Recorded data

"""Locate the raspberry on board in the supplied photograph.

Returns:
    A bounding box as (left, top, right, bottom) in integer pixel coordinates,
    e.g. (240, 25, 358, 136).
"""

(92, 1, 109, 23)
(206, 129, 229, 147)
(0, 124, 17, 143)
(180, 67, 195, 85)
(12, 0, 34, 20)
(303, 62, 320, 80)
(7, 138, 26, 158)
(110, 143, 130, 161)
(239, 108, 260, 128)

ABOUT THIS EXERCISE
Exact reproduction of every entry is needed.

RESPONSE
"""Locate the raspberry on board in the supplied photograph.

Returns:
    A bounding box as (left, top, right, bottom) in integer pixel coordinates,
    e.g. (240, 25, 358, 136).
"""

(92, 1, 109, 23)
(206, 129, 229, 147)
(0, 124, 17, 143)
(180, 67, 195, 85)
(12, 0, 34, 20)
(303, 62, 320, 80)
(7, 138, 26, 158)
(110, 143, 130, 161)
(239, 108, 260, 128)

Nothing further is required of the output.